** Begin GIVEN RECORDS **
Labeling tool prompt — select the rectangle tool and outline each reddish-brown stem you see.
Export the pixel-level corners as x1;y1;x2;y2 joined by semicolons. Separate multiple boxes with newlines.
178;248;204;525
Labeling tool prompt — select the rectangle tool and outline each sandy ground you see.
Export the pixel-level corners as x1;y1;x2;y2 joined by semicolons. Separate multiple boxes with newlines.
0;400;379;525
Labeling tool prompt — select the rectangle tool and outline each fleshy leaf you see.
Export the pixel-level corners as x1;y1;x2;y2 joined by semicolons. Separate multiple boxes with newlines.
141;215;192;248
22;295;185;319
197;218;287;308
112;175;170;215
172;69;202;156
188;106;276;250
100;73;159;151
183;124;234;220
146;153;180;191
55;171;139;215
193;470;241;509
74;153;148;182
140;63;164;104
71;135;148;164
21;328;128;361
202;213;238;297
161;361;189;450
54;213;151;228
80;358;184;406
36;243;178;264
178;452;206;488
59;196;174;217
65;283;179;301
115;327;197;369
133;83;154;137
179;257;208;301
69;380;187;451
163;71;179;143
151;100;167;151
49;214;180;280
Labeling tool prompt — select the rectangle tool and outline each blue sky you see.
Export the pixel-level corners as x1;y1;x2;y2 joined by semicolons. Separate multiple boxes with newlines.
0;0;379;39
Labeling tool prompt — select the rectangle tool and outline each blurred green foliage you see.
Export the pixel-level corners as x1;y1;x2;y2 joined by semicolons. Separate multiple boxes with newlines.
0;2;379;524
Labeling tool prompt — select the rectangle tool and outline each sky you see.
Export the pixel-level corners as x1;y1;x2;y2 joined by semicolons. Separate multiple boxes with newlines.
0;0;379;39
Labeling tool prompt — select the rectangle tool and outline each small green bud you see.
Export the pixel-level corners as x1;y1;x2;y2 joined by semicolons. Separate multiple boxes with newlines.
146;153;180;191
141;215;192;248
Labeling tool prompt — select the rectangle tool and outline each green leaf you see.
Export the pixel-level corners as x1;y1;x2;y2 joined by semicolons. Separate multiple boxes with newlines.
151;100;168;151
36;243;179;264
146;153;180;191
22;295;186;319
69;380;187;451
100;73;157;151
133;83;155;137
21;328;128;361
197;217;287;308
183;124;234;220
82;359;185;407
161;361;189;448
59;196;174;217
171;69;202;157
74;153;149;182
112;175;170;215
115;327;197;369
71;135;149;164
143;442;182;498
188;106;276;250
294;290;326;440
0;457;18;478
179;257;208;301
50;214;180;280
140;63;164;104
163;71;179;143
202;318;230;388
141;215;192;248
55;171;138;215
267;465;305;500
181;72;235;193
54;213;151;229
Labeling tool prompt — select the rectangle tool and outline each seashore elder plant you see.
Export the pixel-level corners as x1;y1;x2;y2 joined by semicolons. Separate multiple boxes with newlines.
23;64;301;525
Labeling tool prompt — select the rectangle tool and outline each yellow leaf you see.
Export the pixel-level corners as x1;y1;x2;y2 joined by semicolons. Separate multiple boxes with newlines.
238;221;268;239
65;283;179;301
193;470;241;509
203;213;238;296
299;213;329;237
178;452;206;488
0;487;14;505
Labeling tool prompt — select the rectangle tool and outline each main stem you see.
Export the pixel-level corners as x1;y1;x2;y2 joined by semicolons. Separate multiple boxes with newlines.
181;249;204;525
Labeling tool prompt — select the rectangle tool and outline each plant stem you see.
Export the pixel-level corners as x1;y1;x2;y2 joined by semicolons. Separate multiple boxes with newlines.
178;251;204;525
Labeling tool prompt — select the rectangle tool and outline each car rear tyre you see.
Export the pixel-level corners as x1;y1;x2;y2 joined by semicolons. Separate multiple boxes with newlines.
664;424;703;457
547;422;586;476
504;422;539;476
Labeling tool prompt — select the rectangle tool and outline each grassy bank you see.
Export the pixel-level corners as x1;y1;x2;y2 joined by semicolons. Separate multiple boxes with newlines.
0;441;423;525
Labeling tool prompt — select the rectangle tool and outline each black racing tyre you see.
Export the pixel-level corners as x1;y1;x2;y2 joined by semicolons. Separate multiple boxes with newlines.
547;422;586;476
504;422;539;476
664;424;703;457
** End GIVEN RECORDS **
> **GIVEN INSTRUCTION**
Retype all of the rows above word for word, with every line kept in its original order.

> **TASK RESPONSE**
Labeling tool prompt — select the rectangle tool and outline each reddish-brown stem you see.
Export the pixel-level corners as x1;y1;x2;y2 joined by semicolons. Separate multiple boxes with newlines.
178;248;204;525
Labeling tool prompt — select the rectangle tool and outline each sandy ground you see.
Export the pixel-level corners as x1;y1;x2;y2 joined by semicolons. Separate multiple boxes with newlines.
0;400;379;525
Labeling tool prompt — select the rectangle tool and outline each fleshy leaf you see.
Export the pixel-level corners as x1;y1;x2;y2 joined by semicolons. Separate multiple boxes with newlines.
141;215;192;248
22;295;185;319
197;218;287;308
112;175;170;215
172;69;202;156
188;106;276;250
100;73;159;151
183;124;234;220
146;153;180;191
55;171;139;215
193;470;241;509
74;153;148;182
140;63;164;104
71;135;148;164
21;328;128;361
202;213;238;297
161;361;189;450
54;213;151;228
80;358;184;406
36;243;178;264
178;452;206;488
59;196;174;217
65;283;179;301
115;327;197;369
133;83;154;137
179;257;208;301
69;380;187;451
163;71;179;143
151;100;167;151
49;214;180;280
Labeling tool prompt — select the rectangle tool and outline each blue sky you see.
Export the pixel-level corners as x1;y1;x2;y2 joined by semicolons. Separate multiple boxes with newlines.
0;0;379;39
Labeling tool prompt — select the rectangle tool and outline each blurred green foliage you see.
Export the pixel-level corners as x1;y1;x2;y2 joined by semicolons. Separate multiple boxes with newlines.
0;2;379;524
Labeling tool prompt — select the rectangle tool and outline each sky you see.
Export the pixel-level corners as x1;y1;x2;y2 joined by semicolons. Separate multiple boxes with newlines.
0;0;379;39
Labeling tool prompt — select the rectangle tool and outline each small green bud you see.
Export the pixel-level corners as x1;y1;x2;y2 joined by semicolons. Separate multiple boxes with newlines.
146;153;180;191
141;215;192;248
Labeling tool prompt — select the rectangle tool and outline each green leaf you see.
Export the pixel-level corners as x1;y1;x2;y2 joined by semicolons. Separate multiple boxes with newlines.
151;100;168;151
36;243;179;264
146;153;180;191
22;295;186;319
69;380;187;451
100;73;157;151
133;83;155;137
21;328;128;361
197;217;287;308
183;124;234;220
82;359;185;407
161;361;189;448
59;196;174;217
171;69;202;157
74;153;149;182
112;175;170;215
115;327;197;369
71;135;149;164
143;442;182;498
188;106;276;250
294;290;326;440
0;457;18;478
179;257;208;301
50;214;180;280
140;63;164;104
163;71;179;143
202;318;230;388
141;215;192;248
55;171;138;215
267;465;305;500
181;72;235;193
54;213;151;229
Labeling tool prompt — select the rectangle tool and outline each seashore elder plant you see.
Export the pixel-level corners as x1;y1;x2;y2 joined by semicolons. Separate multiple boxes with newlines.
23;64;301;525
Labeling tool prompt — select the rectangle tool and outline each yellow leaf you see.
Export the pixel-level corners as x1;y1;x2;y2 joined by semicolons. Separate multiple boxes with newlines.
238;221;268;239
65;283;179;301
193;470;241;509
203;213;238;296
299;213;329;237
178;452;206;488
0;487;14;505
Labeling tool prompt — select the rectangle tool and outline each main stem you see.
Export the pixel-level corners as x1;y1;x2;y2 joined by semicolons. Separate multiple boxes with newlines.
181;249;204;525
Labeling tool prompt — select the rectangle tool and outline each plant stem you see.
Export the pixel-level corners as x1;y1;x2;y2 joined by semicolons. Separate multiple boxes with newlines.
178;251;204;525
Labeling tool prompt — select the rectangle tool and outline each car rear tyre you see.
Export the pixel-level corners as x1;y1;x2;y2 joined by semicolons. Separate multiple boxes with newlines.
664;424;703;457
547;422;586;476
504;422;539;476
Labeling tool prompt — select the rectangle tool and outline each grassy bank you see.
Export the pixel-level corners as x1;y1;x2;y2 joined by semicolons. Separate multiple boxes with newlines.
0;441;423;525
Labeling tool prompt — select the rectangle tool and outline each black racing tyre you see.
Export the pixel-level corners as x1;y1;x2;y2 joined by semicolons. Separate multiple boxes with newlines.
547;422;586;476
504;422;539;476
664;424;703;457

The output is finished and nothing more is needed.